Records from a collection:

══════════════════════════════

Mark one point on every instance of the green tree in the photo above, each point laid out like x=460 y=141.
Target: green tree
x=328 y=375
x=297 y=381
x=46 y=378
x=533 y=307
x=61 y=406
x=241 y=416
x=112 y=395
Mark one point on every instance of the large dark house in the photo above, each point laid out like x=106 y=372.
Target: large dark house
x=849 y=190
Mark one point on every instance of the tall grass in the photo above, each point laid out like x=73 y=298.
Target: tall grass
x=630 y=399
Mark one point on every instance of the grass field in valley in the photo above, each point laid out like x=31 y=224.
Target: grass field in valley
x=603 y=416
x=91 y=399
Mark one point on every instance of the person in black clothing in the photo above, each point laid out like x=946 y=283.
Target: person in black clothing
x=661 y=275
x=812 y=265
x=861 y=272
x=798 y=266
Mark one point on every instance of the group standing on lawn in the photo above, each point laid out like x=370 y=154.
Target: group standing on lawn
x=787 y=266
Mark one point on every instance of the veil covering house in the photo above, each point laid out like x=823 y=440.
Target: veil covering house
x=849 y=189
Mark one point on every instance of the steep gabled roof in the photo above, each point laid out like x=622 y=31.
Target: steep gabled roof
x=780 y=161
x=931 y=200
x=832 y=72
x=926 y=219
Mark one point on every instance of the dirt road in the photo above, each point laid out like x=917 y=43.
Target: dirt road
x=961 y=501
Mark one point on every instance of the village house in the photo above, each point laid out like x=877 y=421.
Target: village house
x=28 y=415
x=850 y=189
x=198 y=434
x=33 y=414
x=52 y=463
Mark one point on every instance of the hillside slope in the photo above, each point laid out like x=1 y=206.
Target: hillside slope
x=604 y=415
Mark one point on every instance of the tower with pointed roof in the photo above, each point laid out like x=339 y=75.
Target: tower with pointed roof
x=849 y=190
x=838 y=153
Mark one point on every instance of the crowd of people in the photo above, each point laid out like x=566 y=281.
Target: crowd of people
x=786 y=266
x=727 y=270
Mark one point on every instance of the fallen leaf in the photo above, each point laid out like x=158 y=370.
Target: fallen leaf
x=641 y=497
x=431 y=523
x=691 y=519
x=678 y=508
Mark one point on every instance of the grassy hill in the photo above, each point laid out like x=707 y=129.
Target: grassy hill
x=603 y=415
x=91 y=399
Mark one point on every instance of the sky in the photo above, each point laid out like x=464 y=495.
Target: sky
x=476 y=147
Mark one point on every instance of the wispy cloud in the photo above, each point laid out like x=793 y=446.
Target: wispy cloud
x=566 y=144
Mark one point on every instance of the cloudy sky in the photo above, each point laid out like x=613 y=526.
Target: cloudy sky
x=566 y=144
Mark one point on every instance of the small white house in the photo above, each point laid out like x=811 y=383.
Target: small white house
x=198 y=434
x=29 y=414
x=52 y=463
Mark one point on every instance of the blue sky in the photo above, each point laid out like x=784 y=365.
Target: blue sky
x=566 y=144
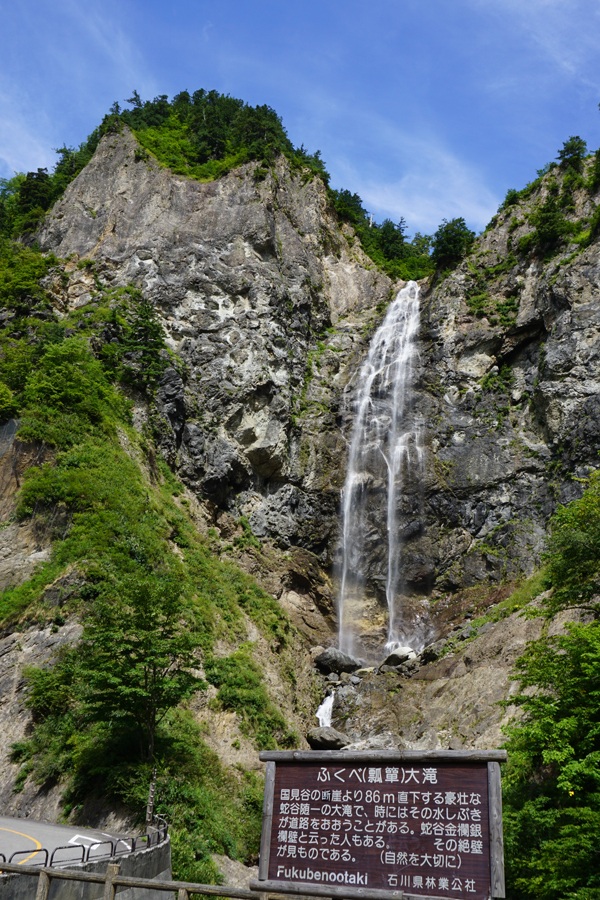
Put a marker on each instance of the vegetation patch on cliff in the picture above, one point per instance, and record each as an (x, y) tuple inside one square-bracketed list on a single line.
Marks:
[(153, 599)]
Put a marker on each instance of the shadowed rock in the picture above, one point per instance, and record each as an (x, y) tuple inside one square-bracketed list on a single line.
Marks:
[(333, 660), (326, 738), (399, 655)]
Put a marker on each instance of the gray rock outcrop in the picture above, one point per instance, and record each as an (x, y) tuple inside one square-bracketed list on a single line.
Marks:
[(269, 304)]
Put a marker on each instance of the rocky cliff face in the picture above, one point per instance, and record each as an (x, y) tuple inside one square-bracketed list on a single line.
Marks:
[(251, 279), (269, 306)]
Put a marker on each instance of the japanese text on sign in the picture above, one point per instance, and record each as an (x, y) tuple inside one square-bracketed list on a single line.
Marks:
[(423, 828)]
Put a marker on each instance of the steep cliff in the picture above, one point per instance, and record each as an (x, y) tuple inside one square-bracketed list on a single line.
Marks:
[(270, 305)]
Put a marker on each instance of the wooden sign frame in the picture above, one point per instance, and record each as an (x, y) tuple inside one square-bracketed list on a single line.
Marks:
[(291, 764)]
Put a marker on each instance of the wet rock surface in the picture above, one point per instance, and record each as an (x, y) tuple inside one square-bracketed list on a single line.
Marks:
[(270, 306), (327, 738)]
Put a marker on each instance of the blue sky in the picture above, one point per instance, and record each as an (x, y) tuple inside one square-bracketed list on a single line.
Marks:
[(428, 109)]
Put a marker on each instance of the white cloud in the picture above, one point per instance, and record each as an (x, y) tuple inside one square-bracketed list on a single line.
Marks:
[(417, 176), (433, 187)]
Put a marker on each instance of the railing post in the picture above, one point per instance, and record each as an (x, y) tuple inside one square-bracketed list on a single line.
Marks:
[(112, 870), (43, 887)]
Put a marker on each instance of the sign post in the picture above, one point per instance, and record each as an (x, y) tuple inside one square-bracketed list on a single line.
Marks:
[(384, 824)]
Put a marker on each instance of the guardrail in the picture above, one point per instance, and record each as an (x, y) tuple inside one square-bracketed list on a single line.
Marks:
[(112, 880), (77, 854)]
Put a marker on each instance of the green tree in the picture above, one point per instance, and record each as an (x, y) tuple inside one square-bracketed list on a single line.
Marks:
[(573, 558), (451, 243), (552, 782), (138, 656), (572, 153)]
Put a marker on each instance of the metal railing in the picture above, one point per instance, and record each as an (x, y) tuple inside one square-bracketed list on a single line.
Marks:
[(78, 854), (112, 880)]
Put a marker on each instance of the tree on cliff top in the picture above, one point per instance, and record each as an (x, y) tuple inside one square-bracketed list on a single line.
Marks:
[(451, 243)]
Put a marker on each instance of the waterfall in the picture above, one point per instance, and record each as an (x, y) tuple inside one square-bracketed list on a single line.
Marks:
[(385, 447)]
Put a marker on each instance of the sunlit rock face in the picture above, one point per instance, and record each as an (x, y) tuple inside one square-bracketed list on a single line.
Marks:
[(269, 307)]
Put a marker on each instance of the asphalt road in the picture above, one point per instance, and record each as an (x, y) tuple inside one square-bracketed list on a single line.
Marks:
[(26, 838)]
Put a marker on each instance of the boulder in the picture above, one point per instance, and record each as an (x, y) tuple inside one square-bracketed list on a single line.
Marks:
[(399, 655), (334, 660), (326, 738)]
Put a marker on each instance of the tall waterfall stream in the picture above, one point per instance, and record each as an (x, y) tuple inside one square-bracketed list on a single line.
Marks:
[(385, 450)]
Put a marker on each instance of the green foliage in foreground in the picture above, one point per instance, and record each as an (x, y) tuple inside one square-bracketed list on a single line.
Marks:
[(552, 781), (128, 562), (241, 689)]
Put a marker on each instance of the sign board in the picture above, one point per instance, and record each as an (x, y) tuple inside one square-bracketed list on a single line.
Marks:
[(383, 824)]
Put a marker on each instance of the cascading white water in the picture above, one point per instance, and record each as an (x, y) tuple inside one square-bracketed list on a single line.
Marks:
[(385, 446)]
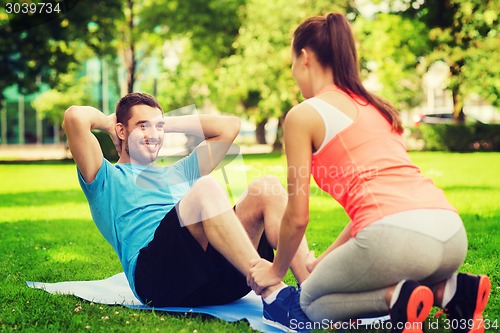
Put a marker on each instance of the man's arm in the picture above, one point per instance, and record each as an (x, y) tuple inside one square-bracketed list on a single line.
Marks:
[(219, 133), (78, 123)]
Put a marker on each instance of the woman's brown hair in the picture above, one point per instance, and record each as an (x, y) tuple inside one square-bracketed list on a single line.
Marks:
[(331, 39)]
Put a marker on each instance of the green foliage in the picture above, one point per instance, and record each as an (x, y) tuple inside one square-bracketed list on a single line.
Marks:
[(465, 137), (390, 49), (257, 79), (464, 34), (107, 146), (48, 235), (45, 50)]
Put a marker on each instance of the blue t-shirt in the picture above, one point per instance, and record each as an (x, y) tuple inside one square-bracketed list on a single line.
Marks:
[(128, 202)]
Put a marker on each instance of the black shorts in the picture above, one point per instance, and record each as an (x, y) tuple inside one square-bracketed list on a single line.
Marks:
[(174, 270)]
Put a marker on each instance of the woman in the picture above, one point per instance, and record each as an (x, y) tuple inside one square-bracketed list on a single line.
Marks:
[(400, 252)]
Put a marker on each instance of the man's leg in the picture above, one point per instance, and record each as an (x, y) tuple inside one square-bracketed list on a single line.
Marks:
[(261, 209), (207, 213)]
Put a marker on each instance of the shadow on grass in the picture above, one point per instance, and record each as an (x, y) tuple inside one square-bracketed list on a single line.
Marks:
[(41, 198)]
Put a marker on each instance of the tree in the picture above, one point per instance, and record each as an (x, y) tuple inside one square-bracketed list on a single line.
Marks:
[(256, 80), (391, 48), (463, 34)]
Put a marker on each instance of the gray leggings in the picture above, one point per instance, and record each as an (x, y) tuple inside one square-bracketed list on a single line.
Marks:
[(351, 281)]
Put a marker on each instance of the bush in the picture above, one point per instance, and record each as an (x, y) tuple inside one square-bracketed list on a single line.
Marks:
[(107, 146), (459, 137)]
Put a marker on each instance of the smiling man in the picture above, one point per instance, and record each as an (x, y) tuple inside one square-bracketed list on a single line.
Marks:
[(178, 238)]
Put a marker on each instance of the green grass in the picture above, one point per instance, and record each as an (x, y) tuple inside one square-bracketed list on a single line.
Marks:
[(47, 235)]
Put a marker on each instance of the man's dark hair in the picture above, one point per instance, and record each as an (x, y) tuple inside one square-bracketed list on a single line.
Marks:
[(128, 101)]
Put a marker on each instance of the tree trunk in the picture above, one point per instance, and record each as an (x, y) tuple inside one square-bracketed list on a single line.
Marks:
[(260, 132)]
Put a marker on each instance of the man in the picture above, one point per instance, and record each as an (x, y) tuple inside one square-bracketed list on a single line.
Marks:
[(178, 239)]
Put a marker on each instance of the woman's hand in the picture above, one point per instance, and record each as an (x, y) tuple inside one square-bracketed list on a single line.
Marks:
[(262, 275)]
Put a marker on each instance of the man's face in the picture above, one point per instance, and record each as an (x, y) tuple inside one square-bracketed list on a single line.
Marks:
[(144, 134)]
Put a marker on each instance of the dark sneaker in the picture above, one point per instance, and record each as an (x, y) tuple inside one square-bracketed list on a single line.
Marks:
[(411, 309), (468, 303), (285, 312)]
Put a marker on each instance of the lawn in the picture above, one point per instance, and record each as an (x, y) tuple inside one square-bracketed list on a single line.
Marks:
[(47, 235)]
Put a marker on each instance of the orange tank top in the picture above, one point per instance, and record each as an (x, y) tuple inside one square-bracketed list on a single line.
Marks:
[(366, 168)]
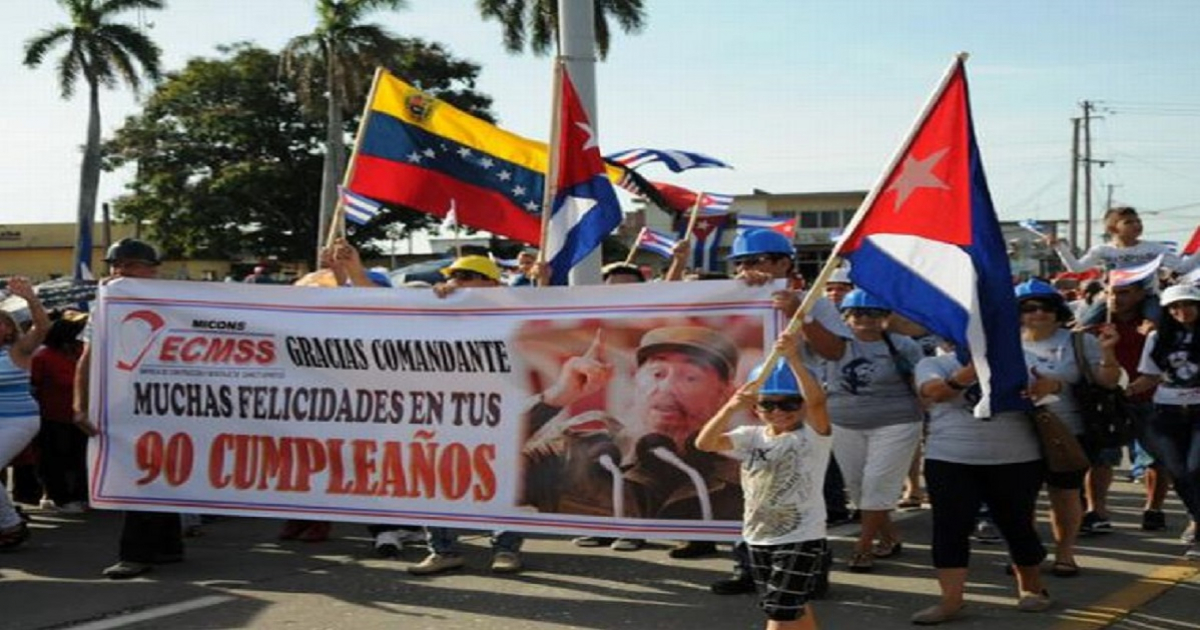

══════════════════════════════

### TASK STATEMENT
The answer must be all the lines above that hold the word "woman".

### RESULT OF THIS TASK
Put a marker on each instance of the woman's brown hair in the picture above, one point per instance, and record each as an (x, y) tuple inside one square-bracketed list on a single line.
Put a marker on each instance of the woman in the picture above, one point per instance, and record each as an (x, y) tuple inside one square-bracketed list on a single line.
Put a marker on each instance of the woman's hand in the picture above, one point per instance, and record each as an (x, y) tuple inside one square-bracketed list on a single line.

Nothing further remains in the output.